*** Begin section ***

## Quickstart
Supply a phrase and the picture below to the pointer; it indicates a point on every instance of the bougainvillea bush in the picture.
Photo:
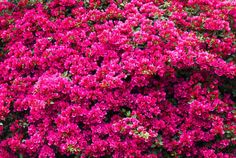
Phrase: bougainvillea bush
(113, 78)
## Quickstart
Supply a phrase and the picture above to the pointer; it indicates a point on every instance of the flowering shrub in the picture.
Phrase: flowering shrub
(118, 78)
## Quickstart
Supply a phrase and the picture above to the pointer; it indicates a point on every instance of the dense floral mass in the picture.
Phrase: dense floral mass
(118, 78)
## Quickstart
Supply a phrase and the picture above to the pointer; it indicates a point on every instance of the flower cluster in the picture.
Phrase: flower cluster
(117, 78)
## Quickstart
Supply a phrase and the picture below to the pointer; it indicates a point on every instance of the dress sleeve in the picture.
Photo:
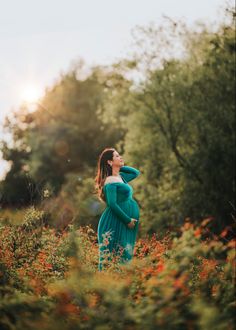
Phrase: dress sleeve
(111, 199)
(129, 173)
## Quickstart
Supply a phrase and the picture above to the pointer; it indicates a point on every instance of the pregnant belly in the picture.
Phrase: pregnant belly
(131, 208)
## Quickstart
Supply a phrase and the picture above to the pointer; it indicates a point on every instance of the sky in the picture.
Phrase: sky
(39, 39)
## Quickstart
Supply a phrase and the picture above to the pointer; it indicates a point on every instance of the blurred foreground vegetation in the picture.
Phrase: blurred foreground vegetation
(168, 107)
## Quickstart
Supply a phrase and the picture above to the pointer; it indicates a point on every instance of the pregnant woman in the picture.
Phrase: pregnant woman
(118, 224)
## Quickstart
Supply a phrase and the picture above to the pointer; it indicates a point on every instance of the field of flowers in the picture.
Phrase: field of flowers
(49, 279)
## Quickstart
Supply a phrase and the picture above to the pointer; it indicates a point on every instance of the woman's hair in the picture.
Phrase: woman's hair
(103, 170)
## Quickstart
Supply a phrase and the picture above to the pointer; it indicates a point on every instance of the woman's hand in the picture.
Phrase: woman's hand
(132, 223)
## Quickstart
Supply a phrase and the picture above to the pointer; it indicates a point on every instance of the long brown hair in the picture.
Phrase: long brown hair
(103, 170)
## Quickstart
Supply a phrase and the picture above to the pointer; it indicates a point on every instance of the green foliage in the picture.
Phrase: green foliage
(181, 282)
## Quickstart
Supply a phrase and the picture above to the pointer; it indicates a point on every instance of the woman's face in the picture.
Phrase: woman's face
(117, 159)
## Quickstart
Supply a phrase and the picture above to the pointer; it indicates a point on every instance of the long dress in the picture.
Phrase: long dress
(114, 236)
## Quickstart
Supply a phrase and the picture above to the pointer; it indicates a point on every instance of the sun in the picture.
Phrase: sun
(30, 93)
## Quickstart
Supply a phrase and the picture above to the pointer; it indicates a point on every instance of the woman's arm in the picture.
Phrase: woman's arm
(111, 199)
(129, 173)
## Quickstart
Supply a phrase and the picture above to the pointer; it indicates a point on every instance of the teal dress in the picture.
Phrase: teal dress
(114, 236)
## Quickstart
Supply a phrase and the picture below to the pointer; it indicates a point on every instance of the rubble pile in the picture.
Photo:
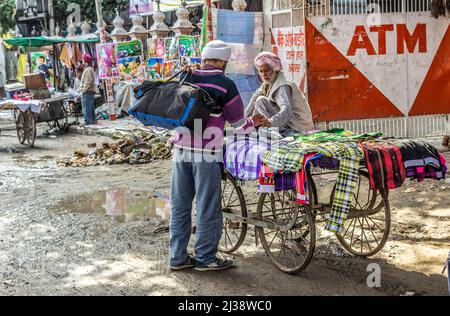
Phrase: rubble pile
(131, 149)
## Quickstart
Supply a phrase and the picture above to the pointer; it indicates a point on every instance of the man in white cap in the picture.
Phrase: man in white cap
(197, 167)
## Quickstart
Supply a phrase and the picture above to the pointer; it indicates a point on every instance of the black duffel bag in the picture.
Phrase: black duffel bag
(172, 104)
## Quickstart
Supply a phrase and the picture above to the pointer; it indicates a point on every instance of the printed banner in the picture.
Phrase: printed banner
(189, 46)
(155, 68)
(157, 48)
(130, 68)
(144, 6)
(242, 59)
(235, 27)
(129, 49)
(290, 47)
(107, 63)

*** End section ***

> [EXERCISE DIRECTIONS] For each line in the data that contains the string "below", give a copy of that line.

> [YOUR RESPONSE]
Supply a phrase and the picture below to the pointer; it indicates a point on every instance of the bougainvillea bush in the picture.
Supply a phrase and the picture below to the pointer; it indicates a point on every instance of the dress sleeve in the picture.
Supply a phrase and the picture below to the pointer; it indicates a point on every instance of the rubble pile in the picture.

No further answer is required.